§ RECORDED DATA
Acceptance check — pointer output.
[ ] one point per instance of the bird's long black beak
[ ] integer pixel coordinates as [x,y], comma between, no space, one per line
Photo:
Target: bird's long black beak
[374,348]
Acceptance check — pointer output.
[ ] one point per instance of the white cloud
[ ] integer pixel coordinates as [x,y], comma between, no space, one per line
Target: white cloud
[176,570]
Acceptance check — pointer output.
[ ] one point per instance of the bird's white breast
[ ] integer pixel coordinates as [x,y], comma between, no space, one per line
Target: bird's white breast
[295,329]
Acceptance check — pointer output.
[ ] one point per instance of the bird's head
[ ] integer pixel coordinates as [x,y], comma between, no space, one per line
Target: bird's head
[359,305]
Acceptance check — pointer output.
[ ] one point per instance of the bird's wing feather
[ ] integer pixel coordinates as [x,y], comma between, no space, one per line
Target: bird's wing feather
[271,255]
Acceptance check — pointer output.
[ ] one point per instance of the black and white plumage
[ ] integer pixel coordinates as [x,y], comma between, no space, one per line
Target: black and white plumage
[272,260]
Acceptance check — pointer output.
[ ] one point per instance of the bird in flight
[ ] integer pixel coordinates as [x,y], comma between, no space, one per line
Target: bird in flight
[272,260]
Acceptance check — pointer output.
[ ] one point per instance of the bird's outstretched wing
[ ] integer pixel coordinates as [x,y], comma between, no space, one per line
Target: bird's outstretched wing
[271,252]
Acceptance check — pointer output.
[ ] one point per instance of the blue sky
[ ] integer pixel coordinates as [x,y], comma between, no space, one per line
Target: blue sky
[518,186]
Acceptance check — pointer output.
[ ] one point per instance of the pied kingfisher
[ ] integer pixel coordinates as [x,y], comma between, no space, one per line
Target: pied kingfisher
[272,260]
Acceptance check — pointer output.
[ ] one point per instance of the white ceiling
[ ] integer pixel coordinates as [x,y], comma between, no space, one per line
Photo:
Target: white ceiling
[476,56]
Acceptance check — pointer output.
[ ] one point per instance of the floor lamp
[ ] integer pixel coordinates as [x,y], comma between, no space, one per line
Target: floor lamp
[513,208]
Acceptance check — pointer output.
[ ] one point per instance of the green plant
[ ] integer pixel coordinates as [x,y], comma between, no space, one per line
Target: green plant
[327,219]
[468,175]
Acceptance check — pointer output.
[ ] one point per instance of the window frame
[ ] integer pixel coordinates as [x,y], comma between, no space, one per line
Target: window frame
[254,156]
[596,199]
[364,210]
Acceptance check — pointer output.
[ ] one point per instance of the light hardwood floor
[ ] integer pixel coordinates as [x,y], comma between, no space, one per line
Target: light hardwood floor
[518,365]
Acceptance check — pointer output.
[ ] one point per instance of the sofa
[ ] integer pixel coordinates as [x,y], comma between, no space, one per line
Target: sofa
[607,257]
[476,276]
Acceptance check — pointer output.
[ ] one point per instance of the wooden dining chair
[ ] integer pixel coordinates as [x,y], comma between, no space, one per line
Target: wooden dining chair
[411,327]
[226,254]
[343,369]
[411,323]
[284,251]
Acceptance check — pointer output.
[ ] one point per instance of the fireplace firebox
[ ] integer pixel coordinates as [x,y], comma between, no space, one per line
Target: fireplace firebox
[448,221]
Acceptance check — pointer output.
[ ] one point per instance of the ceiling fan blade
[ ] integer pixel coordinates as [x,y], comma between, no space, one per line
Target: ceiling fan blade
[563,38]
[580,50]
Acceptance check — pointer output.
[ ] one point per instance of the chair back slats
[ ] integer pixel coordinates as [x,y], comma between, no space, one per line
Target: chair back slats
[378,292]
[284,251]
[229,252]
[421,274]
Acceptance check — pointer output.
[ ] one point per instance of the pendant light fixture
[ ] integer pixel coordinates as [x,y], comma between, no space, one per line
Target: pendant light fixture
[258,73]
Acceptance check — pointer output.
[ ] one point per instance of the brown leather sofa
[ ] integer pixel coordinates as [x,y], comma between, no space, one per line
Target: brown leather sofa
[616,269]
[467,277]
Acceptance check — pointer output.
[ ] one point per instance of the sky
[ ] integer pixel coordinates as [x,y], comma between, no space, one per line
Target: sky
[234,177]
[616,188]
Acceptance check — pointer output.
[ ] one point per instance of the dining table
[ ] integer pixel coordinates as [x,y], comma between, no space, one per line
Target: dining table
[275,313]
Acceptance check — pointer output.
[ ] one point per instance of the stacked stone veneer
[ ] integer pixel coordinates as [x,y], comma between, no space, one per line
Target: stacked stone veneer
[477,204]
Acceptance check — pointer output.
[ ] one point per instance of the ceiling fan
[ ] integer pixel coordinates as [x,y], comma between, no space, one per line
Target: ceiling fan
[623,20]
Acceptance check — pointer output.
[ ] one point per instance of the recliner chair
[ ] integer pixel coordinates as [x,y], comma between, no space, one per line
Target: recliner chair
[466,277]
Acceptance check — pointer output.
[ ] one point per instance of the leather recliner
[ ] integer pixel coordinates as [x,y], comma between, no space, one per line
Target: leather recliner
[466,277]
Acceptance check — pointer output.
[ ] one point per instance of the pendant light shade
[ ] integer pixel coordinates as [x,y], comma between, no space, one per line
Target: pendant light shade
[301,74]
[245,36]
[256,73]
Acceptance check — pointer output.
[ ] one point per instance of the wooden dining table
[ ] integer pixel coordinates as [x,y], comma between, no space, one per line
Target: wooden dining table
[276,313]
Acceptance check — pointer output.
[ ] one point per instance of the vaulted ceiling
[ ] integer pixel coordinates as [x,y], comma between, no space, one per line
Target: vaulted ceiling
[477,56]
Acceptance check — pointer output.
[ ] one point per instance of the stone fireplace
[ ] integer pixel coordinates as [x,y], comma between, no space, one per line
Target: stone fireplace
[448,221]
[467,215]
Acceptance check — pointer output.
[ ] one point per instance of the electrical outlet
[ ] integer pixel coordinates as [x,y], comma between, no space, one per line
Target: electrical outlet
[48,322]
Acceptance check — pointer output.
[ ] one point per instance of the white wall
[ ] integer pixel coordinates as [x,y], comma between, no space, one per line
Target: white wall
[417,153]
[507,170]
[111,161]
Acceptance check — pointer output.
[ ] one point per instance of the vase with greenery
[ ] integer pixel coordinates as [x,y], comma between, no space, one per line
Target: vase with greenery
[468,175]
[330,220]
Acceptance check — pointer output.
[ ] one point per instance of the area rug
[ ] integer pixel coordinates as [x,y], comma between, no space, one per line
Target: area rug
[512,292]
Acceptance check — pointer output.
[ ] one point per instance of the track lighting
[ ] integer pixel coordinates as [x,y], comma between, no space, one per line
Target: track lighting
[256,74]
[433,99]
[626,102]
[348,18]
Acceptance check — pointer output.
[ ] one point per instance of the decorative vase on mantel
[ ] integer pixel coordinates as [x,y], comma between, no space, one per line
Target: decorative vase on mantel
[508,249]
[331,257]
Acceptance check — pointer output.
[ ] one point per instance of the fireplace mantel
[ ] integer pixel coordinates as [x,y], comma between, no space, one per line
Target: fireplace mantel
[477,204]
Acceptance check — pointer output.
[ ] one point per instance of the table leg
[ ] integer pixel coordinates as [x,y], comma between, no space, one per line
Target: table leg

§ HOW TO COMPLETE THIS TASK
Each line of the listing should be reproduced without any alteration.

§ SOLUTION TO THE PROBLEM
Acceptance check — pointer output.
[ ] one point per instance of the bird's long black beak
[ ] integer pixel coordinates as [x,y], comma between, no space, one per line
Photo:
Target: bird's long black beak
[374,348]
Acceptance check — pointer output.
[ ] one point per instance of the white cloud
[ ] integer pixel coordinates as [x,y], comma between, no space, one per line
Target: white cloud
[176,570]
Acceptance check — pointer output.
[ ] one point per instance of the bird's white breast
[ ] integer pixel coordinates as [x,y], comma between, no space, one per line
Target: bird's white breast
[295,329]
Acceptance check — pointer output.
[ ] one point per instance of the bird's head
[ ] integer pixel coordinates as [x,y], comma between, no space, one per line
Target: bird's head
[359,305]
Acceptance check — pointer output.
[ ] one point per instance of the bird's wing feather
[ ] integer pixel coordinates as [x,y], comma between, no space, one per line
Target: bird's wing feather
[271,255]
Acceptance check — pointer output.
[ ] one point per instance of the black and white plumage
[ ] integer pixel coordinates as [x,y], comma between, no space, one per line
Target: black and white plumage
[272,260]
Acceptance check — pointer output.
[ ] one point per instance of the bird in flight
[ ] integer pixel coordinates as [x,y], comma between, no space, one per line
Target: bird in flight
[272,260]
Acceptance check — pointer output.
[ ] one point per instance of the bird's outstretched wing
[ ] integer pixel coordinates as [x,y], comma between, no space, one per line
Target: bird's outstretched wing
[271,252]
Acceptance check — pointer output.
[ ] one point per instance of the blue sky
[ ] integer pixel coordinates as [x,y], comma between, no space, one per line
Target: blue sky
[518,186]
Acceptance check — pointer output.
[ ] one point per instance of the pied kingfisher
[ ] integer pixel coordinates as [x,y], comma between, no space, one per line
Target: pied kingfisher
[272,260]
Acceptance check — pointer output.
[ ] one point per instance of the white ceiling
[ ] integer pixel coordinates as [x,y], comma between, no space, one per line
Photo:
Target: white ceiling
[476,56]
Acceptance check — pointer output.
[ ] one point per instance of the floor lamp
[ ] integer pixel coordinates as [x,y], comma between, no space, one per line
Target: floor lamp
[513,208]
Acceptance check — pointer output.
[ ] one point per instance of the green plant
[ ] integer pixel coordinates as [x,y], comma between, no space, one per line
Target: green plant
[327,219]
[468,175]
Acceptance check — pointer output.
[ ] one point per instance of the window frame
[ ] integer pixel coordinates as [x,y], comma between, no space, one per line
Target: window frame
[254,156]
[596,199]
[364,210]
Acceptance check — pointer output.
[ ] one point per instance of the light hardwood floor
[ ] integer pixel coordinates as [x,y], comma between, no space, one per line
Target: light hardwood floor
[518,365]
Acceptance check — pointer output.
[ ] one point per instance of the sofa
[ ] integer pixel coordinates as [x,y], comma between, no space, one per line
Target: sofa
[607,257]
[476,276]
Acceptance check — pointer output.
[ ] one point per instance of the wooden dining chair
[ ] integer pixel coordinates as [x,y], comma between, no space, one per line
Target: wooden dining chair
[411,327]
[226,254]
[343,369]
[411,323]
[284,251]
Acceptance check — pointer output.
[ ] one point per instance of the fireplace firebox
[ ] integer pixel coordinates as [x,y], comma between, no space, one per line
Target: fireplace firebox
[448,221]
Acceptance check — pointer output.
[ ] one point per instance of the ceiling fan blade
[ ] integer pixel coordinates as [x,y], comma between, no space, one per line
Target: ceiling fan blade
[563,38]
[580,50]
Acceptance check — pointer output.
[ ] one point per instance of the chair back slats
[ ] integer pixel coordinates as [x,y], comma between, no space, one per line
Target: chair back slats
[378,292]
[284,251]
[229,252]
[421,274]
Acceptance check — pointer output.
[ ] one point per instance of the pendant light fixture
[ ] integer pixel coordinates as [x,y], comma between, no space, one per line
Target: pendant light fixture
[258,73]
Acceptance check — pointer output.
[ ] one point per instance of the brown leather sofa
[ ] integer pixel coordinates as [x,y], comma between, no space, one per line
Target: brown leather sofa
[616,269]
[467,277]
Acceptance check — pointer output.
[ ] one point per instance of the sky
[ ] integer pixel coordinates as [x,y], comma between, no space, one per line
Target: sky
[234,177]
[616,188]
Acceptance check — pointer output.
[ ] one point per instance of the dining table
[ ] integer pixel coordinates as [x,y], comma between, no space, one per line
Target: dining table
[275,313]
Acceptance check — pointer output.
[ ] one point per instance of the stacked stone veneer
[ ] integer pixel coordinates as [x,y], comma between, no space, one per line
Target: stacked stone veneer
[477,204]
Acceptance check — pointer output.
[ ] one point per instance of the ceiling fan
[ ] integer pixel coordinates as [x,y], comma between, no space, one per line
Target: ceiling fan
[623,20]
Acceptance check — pointer output.
[ ] one point per instance of the recliner chair
[ ] integer pixel coordinates as [x,y], comma between, no space, one per line
Target: recliner chair
[466,277]
Acceptance check — pointer output.
[ ] one point per instance of the leather recliner
[ ] integer pixel coordinates as [x,y], comma between, no space, one per line
Target: leather recliner
[466,277]
Acceptance check — pointer output.
[ ] one point per instance of the pendant light shade
[ ] integer pixel coordinates as [x,y], comma between, no space, one per line
Target: pendant light shade
[301,74]
[245,36]
[256,73]
Acceptance check — pointer output.
[ ] one point per instance of the wooden dining table
[ ] integer pixel coordinates as [x,y], comma between, no space, one per line
Target: wooden dining table
[276,313]
Acceptance check — pointer output.
[ ] one point per instance of the vaulted ceiling
[ ] integer pixel coordinates as [x,y], comma between, no space, one per line
Target: vaulted ceiling
[477,56]
Acceptance check — pointer output.
[ ] one point per instance of the stone fireplace
[ ] integer pixel coordinates as [x,y], comma between, no space, one per line
Target: stone fireplace
[448,221]
[467,215]
Acceptance check — pointer output.
[ ] one point per instance of the electrical outlet
[ ] integer pixel coordinates as [x,y], comma between, no space, one per line
Target: electrical outlet
[48,322]
Acceptance check — pointer output.
[ ] one point per instance of the white wall
[ ] integer pixel coordinates as [x,y], comma between, no space, one per line
Target: white wall
[417,153]
[507,170]
[111,161]
Acceptance check — pointer output.
[ ] one point per instance of the vase with greenery
[ ] integer pixel coordinates as [x,y], comma between, no space, one per line
Target: vase with greenery
[468,175]
[330,220]
Acceptance check — pointer output.
[ ] one point per instance of the area rug
[ ] integer pixel coordinates as [x,y], comma between, no space, one per line
Target: area rug
[512,292]
Acceptance check — pointer output.
[ ] one point per instance of the track lighting
[ ] integer pixel coordinates as [x,y], comma between, no space, one per line
Target: track lighting
[256,74]
[433,99]
[626,102]
[348,18]
Acceptance check — pointer output.
[ ] one point per instance of the decorative vase on mantel
[ ] integer pixel coordinates as [x,y], comma between, no space, one per line
Target: decorative vase on mantel
[508,249]
[331,257]
Acceptance check — pointer output.
[ ] one point per instance of the fireplace mantel
[ ] integer pixel coordinates as [x,y], comma between, no space, one per line
Target: fireplace mantel
[477,204]
Acceptance check — pointer output.
[ ] one point per instance of the table leg
[ ] integer pixel coordinates as [x,y], comma between, no space, one per line
Target: table leg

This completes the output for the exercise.